Data supplied
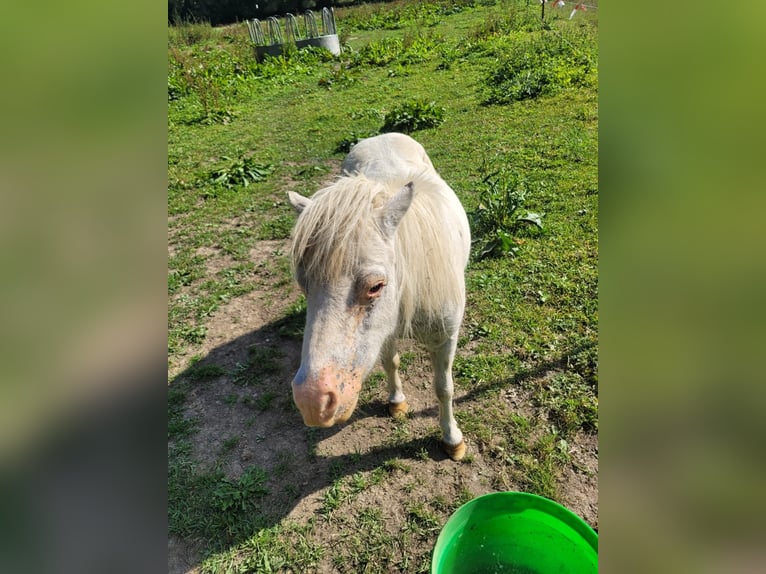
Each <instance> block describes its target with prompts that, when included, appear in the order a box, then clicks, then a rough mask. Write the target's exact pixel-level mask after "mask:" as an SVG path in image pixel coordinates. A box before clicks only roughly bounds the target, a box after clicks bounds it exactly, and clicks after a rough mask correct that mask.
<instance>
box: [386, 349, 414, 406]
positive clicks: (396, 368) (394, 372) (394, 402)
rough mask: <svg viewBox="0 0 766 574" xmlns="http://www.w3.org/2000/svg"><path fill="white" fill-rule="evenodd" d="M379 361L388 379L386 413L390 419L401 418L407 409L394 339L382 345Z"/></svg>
mask: <svg viewBox="0 0 766 574" xmlns="http://www.w3.org/2000/svg"><path fill="white" fill-rule="evenodd" d="M380 361H381V363H383V369H384V370H385V371H386V378H387V379H388V412H389V414H390V415H391V416H392V417H403V416H404V415H405V414H407V410H408V409H409V407H408V406H407V400H406V397H405V396H404V391H402V379H401V378H400V377H399V353H397V352H396V340H395V339H390V340H389V341H387V342H386V344H385V345H383V350H382V351H381V354H380Z"/></svg>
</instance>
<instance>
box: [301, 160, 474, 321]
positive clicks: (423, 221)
mask: <svg viewBox="0 0 766 574" xmlns="http://www.w3.org/2000/svg"><path fill="white" fill-rule="evenodd" d="M410 175H415V177H413V178H411V179H414V180H415V197H414V199H413V202H412V204H411V206H410V209H409V210H408V212H407V214H405V216H404V218H403V219H402V222H401V223H400V225H399V227H398V228H397V237H396V241H395V255H394V257H395V266H396V275H397V281H396V282H397V284H398V285H399V308H400V316H399V324H400V328H401V331H402V333H403V334H405V335H408V334H410V333H411V329H412V327H413V321H414V320H415V319H416V317H417V318H418V321H419V322H425V323H426V324H432V325H435V324H438V323H441V322H442V321H443V320H444V318H445V317H444V313H445V310H446V309H461V310H462V306H463V304H464V301H465V291H464V285H465V282H464V276H463V268H462V265H461V264H460V262H459V257H457V258H456V255H455V250H456V249H458V250H459V246H458V245H457V244H456V243H455V242H453V241H450V240H447V236H450V235H452V236H454V233H455V232H454V230H450V231H447V232H446V234H445V225H447V226H448V227H449V224H448V223H447V222H446V221H443V220H440V219H439V217H438V216H437V214H438V213H439V212H440V210H439V206H440V205H441V202H442V201H443V200H442V199H441V194H442V193H444V188H447V189H449V188H448V187H447V186H446V184H445V183H444V182H443V180H441V178H439V177H438V176H437V175H436V174H431V173H430V172H422V173H418V174H410ZM408 179H410V178H408ZM398 189H399V182H396V184H395V185H384V184H382V183H379V182H376V181H373V180H370V179H368V178H366V177H365V176H363V175H354V176H349V177H341V178H340V179H339V180H338V181H337V182H336V183H335V184H333V185H331V186H329V187H327V188H324V189H322V190H320V191H318V192H317V193H316V194H315V195H314V196H313V198H312V200H313V201H312V204H311V205H310V206H309V207H307V208H306V209H305V210H304V212H303V213H302V214H301V215H300V216H299V218H298V222H297V223H296V226H295V230H294V232H293V246H292V253H291V255H292V262H293V266H294V267H295V269H296V270H297V269H300V270H301V272H302V273H303V275H304V277H306V278H308V279H309V280H310V281H316V282H321V283H323V284H333V283H335V282H337V281H338V280H339V279H341V278H342V277H344V276H346V277H347V276H349V275H350V274H351V273H352V272H353V271H354V270H355V269H356V268H357V266H358V265H359V264H360V262H361V261H362V259H363V255H367V254H368V253H369V250H370V245H371V243H370V240H371V237H379V236H380V235H379V234H380V230H379V229H378V227H377V225H378V224H377V219H376V217H375V210H376V209H377V208H379V207H381V206H382V205H383V204H384V203H385V202H386V201H387V200H388V199H389V198H391V197H392V196H393V195H394V193H395V192H396V191H397V190H398ZM450 193H452V192H451V191H450Z"/></svg>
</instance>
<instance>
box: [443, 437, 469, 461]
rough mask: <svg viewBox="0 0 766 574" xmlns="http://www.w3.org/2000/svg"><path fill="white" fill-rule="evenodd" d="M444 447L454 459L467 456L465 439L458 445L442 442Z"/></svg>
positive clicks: (457, 459) (449, 454)
mask: <svg viewBox="0 0 766 574" xmlns="http://www.w3.org/2000/svg"><path fill="white" fill-rule="evenodd" d="M442 448H444V451H445V452H446V453H447V454H448V455H449V457H450V458H451V459H452V460H462V458H463V457H464V456H465V441H464V440H461V441H460V442H459V443H458V444H456V445H451V444H447V443H446V442H442Z"/></svg>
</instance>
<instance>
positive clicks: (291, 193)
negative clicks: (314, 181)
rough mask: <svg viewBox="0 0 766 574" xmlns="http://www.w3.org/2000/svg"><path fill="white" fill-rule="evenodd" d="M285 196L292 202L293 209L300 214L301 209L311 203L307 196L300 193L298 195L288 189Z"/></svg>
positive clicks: (299, 214)
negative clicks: (294, 209) (304, 196)
mask: <svg viewBox="0 0 766 574" xmlns="http://www.w3.org/2000/svg"><path fill="white" fill-rule="evenodd" d="M287 197H288V199H289V200H290V203H291V204H292V206H293V208H294V209H295V211H296V212H297V213H298V215H300V214H301V213H303V210H304V209H306V208H307V207H308V206H309V205H311V200H310V199H309V198H308V197H303V196H302V195H298V194H297V193H295V192H294V191H288V192H287Z"/></svg>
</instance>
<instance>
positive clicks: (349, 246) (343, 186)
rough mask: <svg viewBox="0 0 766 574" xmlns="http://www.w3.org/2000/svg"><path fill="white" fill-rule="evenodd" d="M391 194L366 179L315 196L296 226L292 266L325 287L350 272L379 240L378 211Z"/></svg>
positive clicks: (339, 183) (311, 278) (385, 188)
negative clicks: (376, 242) (372, 242)
mask: <svg viewBox="0 0 766 574" xmlns="http://www.w3.org/2000/svg"><path fill="white" fill-rule="evenodd" d="M392 195H393V194H392V193H391V192H390V191H389V190H388V189H387V188H386V187H385V186H384V185H382V184H380V183H378V182H375V181H372V180H370V179H368V178H366V177H364V176H363V175H356V176H353V177H341V178H339V179H338V180H337V181H336V182H335V183H334V184H333V185H331V186H329V187H326V188H324V189H321V190H320V191H318V192H317V193H315V194H314V196H313V197H312V203H311V205H309V206H308V207H307V208H306V209H305V210H304V211H303V213H302V214H301V215H300V216H299V217H298V221H297V223H296V224H295V229H294V231H293V244H292V251H291V259H292V263H293V267H294V268H295V269H300V270H301V272H302V273H303V274H304V276H306V277H307V278H310V279H311V280H312V281H315V282H319V283H323V284H329V283H334V282H336V281H337V280H338V279H340V278H341V277H343V276H344V275H348V274H349V273H351V272H352V270H353V269H355V268H356V267H357V266H358V265H359V262H360V261H361V260H362V255H363V249H364V248H365V247H366V246H368V245H369V242H370V238H371V237H377V236H379V233H380V230H379V229H378V226H377V220H376V218H375V216H374V210H375V209H376V208H378V207H380V206H381V205H383V203H384V202H385V201H386V200H387V199H388V198H389V197H391V196H392Z"/></svg>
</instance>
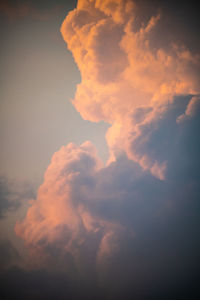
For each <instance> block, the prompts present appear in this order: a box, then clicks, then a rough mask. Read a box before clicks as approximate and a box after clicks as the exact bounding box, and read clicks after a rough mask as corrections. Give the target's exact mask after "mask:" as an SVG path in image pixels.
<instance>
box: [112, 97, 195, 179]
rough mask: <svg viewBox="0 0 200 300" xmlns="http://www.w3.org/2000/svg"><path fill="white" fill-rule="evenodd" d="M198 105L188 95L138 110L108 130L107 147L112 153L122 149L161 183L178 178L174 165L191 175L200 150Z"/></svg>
mask: <svg viewBox="0 0 200 300" xmlns="http://www.w3.org/2000/svg"><path fill="white" fill-rule="evenodd" d="M199 105H200V98H199V96H195V97H193V96H191V95H189V96H184V97H183V96H179V97H175V98H174V99H173V101H169V102H168V103H164V104H157V105H154V106H143V107H139V108H137V109H135V110H134V112H133V113H132V114H130V115H129V118H127V120H126V121H125V122H124V124H123V125H121V126H120V127H116V125H113V126H112V127H111V128H110V129H109V131H108V133H107V140H108V143H109V145H110V148H111V149H112V151H113V152H114V153H119V151H120V149H121V150H125V151H126V153H127V155H128V157H129V158H130V159H133V160H134V161H136V162H138V163H139V164H140V165H141V167H142V168H143V169H144V170H149V171H151V173H152V174H153V175H154V176H156V177H157V178H159V179H161V180H163V179H165V178H166V176H167V177H168V176H169V177H171V176H175V174H176V175H177V170H174V167H173V166H174V165H177V164H179V167H181V172H182V174H185V171H186V170H187V172H189V170H191V172H193V171H194V170H193V171H192V169H195V168H196V167H197V164H198V152H199V150H200V149H199V137H198V130H197V128H199V126H200V124H199ZM193 140H195V141H196V143H195V145H194V144H193ZM113 156H115V154H113ZM179 175H180V174H179ZM189 176H192V173H190V175H188V177H189Z"/></svg>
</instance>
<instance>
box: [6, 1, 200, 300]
mask: <svg viewBox="0 0 200 300" xmlns="http://www.w3.org/2000/svg"><path fill="white" fill-rule="evenodd" d="M122 1H123V0H122ZM124 1H125V0H124ZM127 1H128V0H127ZM130 1H131V0H130ZM75 2H76V1H43V2H42V3H41V1H34V2H27V1H18V2H16V1H3V2H2V3H3V5H0V16H1V25H2V26H1V27H0V28H1V29H0V34H1V39H2V41H3V47H2V48H1V57H0V60H1V65H2V73H1V83H0V84H1V92H0V93H1V121H0V125H1V126H0V139H1V141H2V147H1V165H2V168H1V170H2V173H3V174H4V175H5V176H7V177H8V178H13V179H14V181H13V182H11V181H9V180H7V179H5V177H1V178H0V179H1V181H0V188H1V190H0V201H1V206H0V209H1V211H0V213H1V212H2V216H3V218H1V220H0V223H1V224H0V225H1V226H0V227H1V231H0V232H1V240H0V253H1V255H2V258H1V261H0V264H1V270H0V281H1V282H3V288H2V289H1V290H0V297H2V298H3V299H13V298H14V299H18V298H20V299H35V298H37V299H48V300H49V299H55V298H56V299H57V298H58V299H61V300H62V299H67V298H69V299H71V298H73V299H82V298H85V297H86V298H88V299H92V298H97V299H119V300H121V299H124V298H126V299H131V300H132V299H133V298H134V299H136V300H146V299H148V300H149V299H154V300H155V299H159V300H160V299H167V300H168V299H170V300H171V299H172V300H173V299H178V298H181V299H185V298H186V299H195V297H197V298H198V296H197V294H196V292H198V286H199V285H198V284H199V278H198V277H199V276H198V272H199V251H200V240H199V220H200V218H199V195H200V189H199V186H200V183H199V178H200V175H199V165H200V164H199V147H200V141H199V130H198V129H199V119H200V116H199V112H200V111H199V107H200V105H199V103H200V99H199V95H196V96H193V95H191V94H190V93H189V92H188V93H186V94H185V95H178V96H177V95H176V96H175V97H174V95H173V97H171V98H170V99H167V101H166V102H165V101H160V103H157V104H156V103H154V104H152V103H151V104H149V105H147V106H141V107H139V108H134V109H133V113H132V112H131V113H130V114H127V115H128V117H129V118H128V119H126V118H125V117H124V116H122V118H121V119H122V120H123V122H122V124H121V127H120V128H121V132H122V135H121V136H119V141H121V144H120V142H119V144H120V145H119V146H120V147H121V148H120V147H119V149H117V150H120V151H119V152H117V151H116V153H117V154H116V153H114V154H115V155H116V156H115V160H114V161H113V162H112V163H110V164H108V165H107V166H106V167H104V168H100V167H99V165H100V164H99V161H98V157H97V155H96V154H95V151H94V149H93V146H92V145H91V144H90V143H85V144H84V145H82V146H81V147H79V146H76V145H74V144H70V145H68V146H67V147H66V146H65V147H62V149H61V150H60V151H59V152H57V153H56V154H54V156H53V159H52V162H51V163H50V159H51V157H52V154H53V153H54V152H55V151H57V150H59V148H60V147H61V146H63V145H66V144H68V143H69V142H75V143H77V144H80V143H82V142H84V141H85V140H91V142H93V144H94V145H95V146H96V147H97V149H98V150H99V156H100V157H102V158H103V159H104V160H105V159H106V157H107V155H108V150H107V147H106V143H105V138H104V134H105V131H106V129H107V128H108V124H105V123H100V124H96V123H90V122H88V121H84V120H83V119H81V117H80V115H79V113H78V112H76V110H75V108H74V107H73V106H72V105H71V103H70V102H69V100H70V98H73V96H74V93H75V90H76V84H77V83H78V82H80V80H81V77H80V74H79V71H78V69H77V67H76V65H75V63H74V61H73V58H72V55H71V54H70V52H69V51H68V50H67V48H66V44H65V43H64V42H63V40H62V37H61V35H60V32H59V29H60V25H61V23H62V21H63V19H64V18H65V16H66V15H67V12H68V11H69V10H70V9H73V7H75V4H76V3H75ZM135 2H136V4H137V5H138V6H137V15H136V18H135V26H136V27H135V28H136V30H137V29H138V28H140V26H143V29H144V25H142V23H143V22H144V24H145V25H146V24H147V23H148V21H149V19H150V17H151V16H152V15H153V16H155V15H156V14H157V12H161V15H162V16H161V19H160V23H159V24H158V26H157V27H156V26H155V30H154V31H153V33H152V35H151V39H150V40H147V44H148V42H149V44H150V49H151V47H152V49H153V51H154V50H155V49H157V47H158V49H160V48H161V49H162V48H163V49H164V50H165V51H166V53H168V50H169V51H171V48H170V47H171V44H173V43H174V42H175V43H177V44H178V46H180V49H181V50H182V49H183V48H184V47H186V48H187V49H189V51H191V52H190V53H191V54H192V55H193V54H194V53H196V54H198V51H199V39H198V31H197V24H198V23H199V19H198V18H197V10H196V6H195V5H193V1H192V2H190V4H187V5H186V4H180V5H179V3H178V2H176V3H173V1H168V2H165V1H158V0H152V2H151V4H150V2H149V1H147V0H136V1H135ZM27 3H28V6H26V4H27ZM55 3H56V4H55ZM124 3H125V2H124ZM22 4H23V5H24V4H25V6H23V5H22ZM94 15H95V14H94ZM77 16H78V14H77ZM74 20H75V19H74ZM75 21H76V22H77V24H75V25H80V26H82V25H81V22H80V24H79V19H78V18H77V19H76V20H75ZM84 21H87V20H84ZM86 23H87V22H86ZM73 25H74V24H73ZM79 28H81V27H79ZM135 28H134V30H135ZM105 30H106V28H105ZM134 30H133V32H134ZM105 32H106V31H105ZM76 33H77V32H76ZM134 33H135V32H134ZM97 37H98V32H97ZM159 37H160V38H159ZM99 41H100V42H103V41H104V36H103V35H101V39H100V40H99ZM110 42H112V38H111V37H110ZM106 45H108V46H109V49H112V45H110V44H109V43H107V44H106V43H105V44H101V43H100V46H102V49H103V50H105V53H106ZM182 45H184V47H183V48H182ZM115 46H116V45H115ZM117 46H118V45H117ZM136 46H137V45H136ZM99 49H100V51H101V47H99ZM97 50H98V49H97ZM132 51H134V49H132ZM153 53H154V54H155V53H156V52H153ZM169 53H170V52H169ZM110 54H111V53H110ZM129 54H130V55H131V53H129ZM179 54H184V55H185V52H181V51H180V52H179ZM186 54H187V55H186V56H185V57H184V59H186V62H187V63H189V64H190V63H191V62H193V56H192V55H188V53H187V52H186ZM172 57H173V56H172ZM175 57H176V58H177V60H178V56H175ZM195 59H196V60H195V61H197V59H199V56H195ZM103 61H104V60H103ZM158 62H159V63H160V61H159V59H158ZM161 62H162V60H161ZM174 62H175V63H176V60H174ZM183 62H185V61H184V60H183ZM105 63H106V59H105ZM156 66H158V67H159V64H156ZM179 66H180V68H179V69H178V72H179V70H182V69H181V68H182V64H180V65H179ZM132 67H133V68H134V64H133V65H132ZM198 67H199V65H198V64H197V65H196V69H195V70H194V68H193V65H192V67H191V69H190V68H188V70H189V72H190V73H191V74H192V77H190V76H189V77H187V76H186V78H189V80H191V81H189V82H190V83H191V84H192V80H194V81H197V80H198V78H199V69H198ZM158 69H159V68H158ZM183 69H184V68H183ZM114 70H115V69H113V70H111V71H113V72H115V71H114ZM150 70H151V71H154V70H152V69H150ZM175 71H177V69H175ZM111 73H112V72H111ZM180 73H181V72H180ZM130 74H131V73H130ZM142 74H143V75H144V73H142ZM170 74H171V75H172V76H173V75H175V77H176V75H177V74H172V73H170ZM191 74H189V75H191ZM150 75H151V74H150ZM178 75H179V74H178ZM182 75H183V78H184V76H185V73H184V72H183V73H181V76H182ZM186 75H187V74H186ZM181 76H180V77H178V78H179V79H181ZM113 78H115V76H114V77H113ZM155 78H157V77H155ZM191 78H192V79H191ZM144 80H145V79H144ZM147 83H148V80H147ZM144 84H145V82H144ZM123 92H126V90H123ZM129 92H130V90H129ZM122 95H123V93H121V96H122ZM130 99H131V98H130ZM120 100H121V103H122V102H123V101H124V98H123V97H122V98H121V99H120ZM111 103H112V105H113V106H114V105H115V103H114V102H111ZM124 103H125V102H124ZM119 104H120V102H119ZM112 108H113V107H112V106H111V110H110V112H111V113H112ZM113 109H114V108H113ZM123 117H124V119H123ZM108 140H109V139H108ZM124 141H125V143H124ZM116 144H117V143H116ZM48 165H49V168H48V170H47V173H46V177H45V180H44V184H43V185H42V186H41V187H40V192H39V194H38V196H36V195H35V194H34V192H35V191H36V187H37V186H38V185H39V184H41V182H42V177H43V175H44V171H45V170H46V167H47V166H48ZM162 166H164V167H162ZM17 181H27V182H28V184H27V183H26V184H25V183H24V184H21V185H20V184H19V183H17ZM30 184H31V185H30ZM32 187H33V188H32ZM32 198H34V199H32ZM27 211H28V213H27ZM26 213H27V214H26ZM25 215H26V216H25ZM16 222H17V225H16V226H15V224H16ZM14 227H15V232H16V234H17V235H18V236H20V237H21V238H22V239H24V242H25V243H26V246H24V244H23V242H22V240H21V239H19V238H18V237H17V235H16V234H15V233H14ZM27 246H28V248H27ZM27 249H28V250H30V254H31V256H28V253H27ZM4 258H5V259H4ZM198 295H199V294H198Z"/></svg>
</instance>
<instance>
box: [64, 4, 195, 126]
mask: <svg viewBox="0 0 200 300" xmlns="http://www.w3.org/2000/svg"><path fill="white" fill-rule="evenodd" d="M137 11H138V8H137V4H134V2H133V1H131V0H123V1H111V0H110V1H103V2H102V1H89V0H88V1H79V2H78V5H77V8H76V9H75V10H73V11H72V12H70V13H69V14H68V16H67V17H66V19H65V20H64V22H63V24H62V27H61V33H62V35H63V38H64V40H65V41H66V43H67V45H68V48H69V49H70V50H71V51H72V53H73V56H74V59H75V61H76V63H77V65H78V67H79V70H80V72H81V77H82V82H81V83H80V84H79V85H78V87H77V92H76V96H75V99H74V101H73V104H74V105H75V107H76V109H77V110H78V111H79V112H80V114H81V115H82V116H83V118H85V119H88V120H91V121H99V120H105V121H107V122H110V123H113V122H123V119H124V118H125V117H126V115H127V114H129V112H130V111H132V110H133V109H134V108H135V107H136V106H140V105H144V104H145V105H146V104H150V102H152V101H159V102H160V101H164V100H168V99H169V98H170V97H171V96H172V95H174V94H183V93H186V94H189V93H193V94H195V93H198V92H199V75H198V78H197V73H198V72H197V70H199V55H198V54H194V53H191V51H189V50H188V49H187V47H184V46H182V45H181V46H179V45H178V44H175V42H173V43H172V42H171V44H170V45H168V47H167V49H166V47H164V45H163V43H162V42H161V43H160V44H159V43H157V44H156V45H155V43H154V44H153V45H152V43H151V40H153V39H155V34H156V37H157V41H158V40H159V36H158V32H156V33H155V31H156V28H157V27H159V22H160V20H162V13H159V12H157V14H155V15H154V16H151V17H149V19H148V20H147V21H146V23H141V22H140V24H139V26H138V24H137V23H138V22H137ZM136 24H137V26H136Z"/></svg>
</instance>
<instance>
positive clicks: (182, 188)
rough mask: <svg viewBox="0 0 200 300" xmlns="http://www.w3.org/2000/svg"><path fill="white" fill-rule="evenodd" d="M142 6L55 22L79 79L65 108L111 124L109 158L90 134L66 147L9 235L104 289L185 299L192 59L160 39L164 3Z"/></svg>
mask: <svg viewBox="0 0 200 300" xmlns="http://www.w3.org/2000/svg"><path fill="white" fill-rule="evenodd" d="M144 3H145V1H141V2H140V1H136V2H135V3H134V2H132V1H129V0H127V1H125V0H124V1H122V0H118V1H112V0H107V1H103V2H102V1H98V0H96V1H89V0H82V1H78V4H77V8H76V9H75V10H73V11H71V12H70V13H69V14H68V16H67V17H66V19H65V20H64V22H63V24H62V27H61V33H62V35H63V38H64V40H65V41H66V42H67V45H68V48H69V49H70V50H71V51H72V53H73V55H74V59H75V61H76V63H77V65H78V67H79V69H80V72H81V76H82V82H81V84H79V85H78V87H77V92H76V95H75V99H74V101H73V104H74V105H75V107H76V109H77V110H78V111H79V112H80V114H81V115H82V116H83V117H84V118H85V119H88V120H91V121H94V122H96V121H99V120H104V121H107V122H109V123H110V124H111V126H110V128H109V130H108V132H107V134H106V139H107V143H108V146H109V149H110V157H109V160H108V162H107V164H106V165H103V163H102V162H101V161H100V159H99V158H98V156H97V152H96V149H95V147H94V146H93V145H92V144H91V143H90V142H85V143H83V144H82V145H80V146H77V145H75V144H73V143H70V144H68V145H67V146H63V147H62V148H61V149H60V150H59V151H58V152H56V153H55V154H54V155H53V157H52V161H51V163H50V165H49V167H48V169H47V171H46V173H45V176H44V182H43V184H42V185H41V186H40V188H39V190H38V194H37V197H36V200H35V201H34V202H33V204H32V206H31V207H30V208H29V209H28V212H27V215H26V217H25V219H24V220H22V221H21V222H18V223H17V224H16V227H15V231H16V234H17V235H18V236H20V237H21V238H22V239H24V240H25V243H26V245H27V246H28V247H29V249H30V251H31V253H32V254H33V255H32V263H33V265H34V264H36V261H37V260H38V261H39V266H41V265H44V266H45V268H52V269H54V270H62V271H65V272H66V273H67V276H69V278H73V279H74V280H75V281H76V280H77V281H79V280H80V282H82V284H83V286H85V287H88V286H93V284H94V286H95V290H96V291H99V290H100V291H101V292H100V293H99V295H101V296H102V295H103V296H102V297H105V295H107V297H109V298H110V299H122V298H123V297H124V295H125V293H126V295H127V299H133V298H134V299H149V298H152V299H155V298H158V299H175V298H177V297H178V296H180V295H183V296H184V295H187V296H188V295H192V296H191V297H193V294H194V291H196V288H197V279H198V268H199V263H198V261H199V259H198V258H199V250H200V240H199V233H200V232H199V195H200V188H199V186H200V185H199V179H200V173H199V170H200V162H199V151H200V148H199V147H200V141H199V132H198V128H199V125H200V124H199V113H200V109H199V107H200V98H199V86H198V81H199V71H198V68H199V55H198V54H196V53H195V51H194V49H192V47H191V49H189V48H187V47H186V46H183V45H181V44H179V43H178V42H177V41H176V36H175V35H172V39H171V40H172V43H170V44H168V45H166V44H165V42H164V40H163V38H161V41H160V43H159V39H158V37H159V34H160V30H159V29H158V28H159V26H160V25H159V24H161V25H162V26H164V25H163V23H162V22H163V21H162V20H163V18H164V20H165V21H166V17H163V16H164V13H165V11H163V10H162V9H157V10H155V9H154V11H153V12H154V14H153V15H149V12H148V13H146V15H145V16H144V17H143V18H142V17H141V10H142V8H144V7H143V5H144ZM163 5H164V4H162V5H161V8H162V7H164V6H165V5H164V6H163ZM169 18H171V17H170V16H169ZM162 26H161V28H162ZM171 33H172V31H170V33H169V35H168V36H167V37H166V39H167V40H170V34H171ZM156 40H157V41H156ZM175 42H177V43H175ZM101 293H102V294H101ZM191 297H190V298H191Z"/></svg>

What the task asks
Could you give the stretch from the start of the records through the line containing "361L388 379L386 413L390" again, swapping "rough mask" for "coarse mask" and changing nothing else? Leave the pictures out of your answer.

Finished exercise
Each <instance> block describes its target with prompts that, when included, appear in the order a box, then clicks, then a coarse mask. Write the target's exact pixel-level mask after "mask:" as an SVG path in image pixel coordinates. A box before clicks only roughly bounds the target, a box after clicks bounds it exactly, and clicks after a coarse mask correct that mask.
<instance>
box: [386, 349, 414, 406]
positive clicks: (396, 368) (394, 372) (394, 402)
coarse mask: <svg viewBox="0 0 766 574" xmlns="http://www.w3.org/2000/svg"><path fill="white" fill-rule="evenodd" d="M379 361L388 379L386 413L390 419L401 418L407 409L394 339L382 345Z"/></svg>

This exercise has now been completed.